**Exercise A**
From the Hacker News thread on entity deduplication, copy everything from "Thanks! How much" down to "to be multi-pass?".
**Exercise B**
According to the Hacker News thread on entity deduplication, what is each Markdown file in the raw sync layer keyed by?
**Exercise C**
For the Hacker News thread on entity deduplication, say whether each statement agrees with the text, answering yes or no and quoting the deciding words: (i) The raw sync layer is deduplicated. (ii) The agent can use tools to read full notes. (iii) Entity consolidation relies on string matching.

**Page excerpt**
━━━━━━━━━━━━━━━━━━━━

Hacker News

How do you handle entity clustering/deduplication?

We use a two-layer approach.

The raw sync layer (Gmail, calendar, transcripts, etc.) is idempotent and file-based. Each thread, event, or transcript is stored as its own Markdown file keyed by the source ID, and we track sync state to avoid re-ingesting the same item. That layer is append-only and not deduplicated.

Entity consolidation happens in a separate graph-building step. An LLM processes batches of those raw files along with an index of existing entities (people, orgs, projects and their aliases). Instead of relying on string matching, the model decides whether a mention like “Sarah” maps to an existing “Sarah Chen” node or represents a new entity, and then either updates the existing note or creates a new one.

delichon 9 hours ago [ - ]

> the model decides whether a mention like “Sarah” maps to an existing “Sarah Chen” node or represents a new entity, and then either updates the existing note or creates a new one.

Thanks! How much context does the model get for the consolidation step? Just the immediate file? Related files? The existing knowledge graph? If the graph, does it need to be multi-pass?

segmenta 9 hours ago [ - ]

The graph building agent processes the raw files (like emails) in a batch. It gets two things: a lightweight index of the entire knowledge graph, and the raw source files for the current batch being processed.

Before each batch, we rebuild an index of all existing entities (people, orgs, projects, topics) including aliases and key metadata. That index plus the batch’s raw content goes into the prompt. The agent also has tool access to read full notes or search for entity mentions in existing knowledge if it needs more detail than what’s in the index.

It’s effectively multi-pass: we process in batches and rebuild the index between batches, so later batches see entities created earlier. That keeps context manageable while still letting the graph converge over time.

━━━━━━━━━━━━━━━━━━━━

**Information supplied**
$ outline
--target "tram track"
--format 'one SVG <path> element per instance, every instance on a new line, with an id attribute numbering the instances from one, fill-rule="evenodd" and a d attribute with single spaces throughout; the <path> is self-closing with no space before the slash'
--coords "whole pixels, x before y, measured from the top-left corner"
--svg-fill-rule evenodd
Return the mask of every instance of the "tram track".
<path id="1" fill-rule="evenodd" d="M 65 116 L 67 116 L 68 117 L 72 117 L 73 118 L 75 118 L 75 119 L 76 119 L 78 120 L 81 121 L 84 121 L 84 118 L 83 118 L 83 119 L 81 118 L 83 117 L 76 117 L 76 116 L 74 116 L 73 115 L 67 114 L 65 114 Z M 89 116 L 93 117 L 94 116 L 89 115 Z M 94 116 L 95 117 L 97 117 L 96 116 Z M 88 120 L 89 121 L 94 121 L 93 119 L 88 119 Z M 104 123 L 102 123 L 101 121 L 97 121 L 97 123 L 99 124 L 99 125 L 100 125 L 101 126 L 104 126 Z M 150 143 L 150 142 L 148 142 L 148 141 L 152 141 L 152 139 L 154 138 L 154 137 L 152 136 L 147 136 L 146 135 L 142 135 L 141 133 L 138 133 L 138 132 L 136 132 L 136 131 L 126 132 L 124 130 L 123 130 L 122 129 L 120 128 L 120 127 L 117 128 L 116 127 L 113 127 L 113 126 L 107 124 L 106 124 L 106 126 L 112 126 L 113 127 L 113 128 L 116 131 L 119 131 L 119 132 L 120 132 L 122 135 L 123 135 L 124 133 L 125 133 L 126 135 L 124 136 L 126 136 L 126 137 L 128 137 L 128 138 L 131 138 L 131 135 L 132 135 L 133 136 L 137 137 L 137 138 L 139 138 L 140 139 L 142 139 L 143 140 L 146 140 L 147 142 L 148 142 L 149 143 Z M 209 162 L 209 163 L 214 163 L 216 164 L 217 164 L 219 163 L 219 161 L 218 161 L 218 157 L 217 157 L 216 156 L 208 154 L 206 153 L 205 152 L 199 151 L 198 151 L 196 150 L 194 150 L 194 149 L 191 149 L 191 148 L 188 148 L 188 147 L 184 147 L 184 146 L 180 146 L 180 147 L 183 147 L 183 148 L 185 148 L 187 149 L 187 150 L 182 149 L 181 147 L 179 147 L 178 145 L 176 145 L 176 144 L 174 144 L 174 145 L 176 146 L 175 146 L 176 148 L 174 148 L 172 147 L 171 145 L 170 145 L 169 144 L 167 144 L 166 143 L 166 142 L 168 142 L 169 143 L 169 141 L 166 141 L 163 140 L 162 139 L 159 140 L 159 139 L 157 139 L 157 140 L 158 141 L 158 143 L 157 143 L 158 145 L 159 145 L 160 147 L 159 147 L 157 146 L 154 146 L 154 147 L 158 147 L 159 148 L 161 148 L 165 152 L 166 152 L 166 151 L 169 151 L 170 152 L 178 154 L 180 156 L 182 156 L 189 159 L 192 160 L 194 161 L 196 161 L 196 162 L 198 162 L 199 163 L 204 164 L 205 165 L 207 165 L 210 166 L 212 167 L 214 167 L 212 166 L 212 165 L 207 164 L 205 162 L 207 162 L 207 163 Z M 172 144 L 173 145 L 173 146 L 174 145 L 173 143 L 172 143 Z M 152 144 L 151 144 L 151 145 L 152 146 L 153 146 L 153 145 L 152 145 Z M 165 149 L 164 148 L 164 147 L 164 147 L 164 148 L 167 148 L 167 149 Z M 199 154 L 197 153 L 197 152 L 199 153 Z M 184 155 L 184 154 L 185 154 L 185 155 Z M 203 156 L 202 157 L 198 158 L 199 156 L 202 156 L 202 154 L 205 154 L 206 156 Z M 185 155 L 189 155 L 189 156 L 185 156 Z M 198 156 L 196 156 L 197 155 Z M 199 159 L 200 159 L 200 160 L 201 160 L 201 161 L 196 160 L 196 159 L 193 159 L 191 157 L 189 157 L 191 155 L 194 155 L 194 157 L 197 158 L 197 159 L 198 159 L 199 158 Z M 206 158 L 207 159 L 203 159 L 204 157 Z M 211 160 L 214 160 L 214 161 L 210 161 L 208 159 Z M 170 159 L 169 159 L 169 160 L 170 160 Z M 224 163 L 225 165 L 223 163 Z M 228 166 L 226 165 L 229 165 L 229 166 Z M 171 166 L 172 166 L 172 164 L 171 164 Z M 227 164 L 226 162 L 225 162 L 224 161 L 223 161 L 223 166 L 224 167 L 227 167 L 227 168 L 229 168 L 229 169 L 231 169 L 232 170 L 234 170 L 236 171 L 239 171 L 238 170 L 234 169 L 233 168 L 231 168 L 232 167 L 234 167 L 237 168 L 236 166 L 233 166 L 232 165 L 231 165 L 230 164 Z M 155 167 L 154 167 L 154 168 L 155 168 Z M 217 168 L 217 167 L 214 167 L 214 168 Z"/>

━━━━━━━━━━━━━━━━━━━━

**Answer A**
Thanks! How much context does the model get for the consolidation step? Just the immediate file? Related files? The existing knowledge graph? If the graph, does it need to be multi-pass?

**Answer B**
The source ID.

**Answer C**
(i) No: "That layer is append-only and not deduplicated."
(ii) Yes: "The agent also has tool access to read full notes or search for entity mentions in existing knowledge if it needs more detail than what’s in the index."
(iii) No: "Instead of relying on string matching, the model decides whether a mention like “Sarah” maps to an existing “Sarah Chen” node or represents a new entity"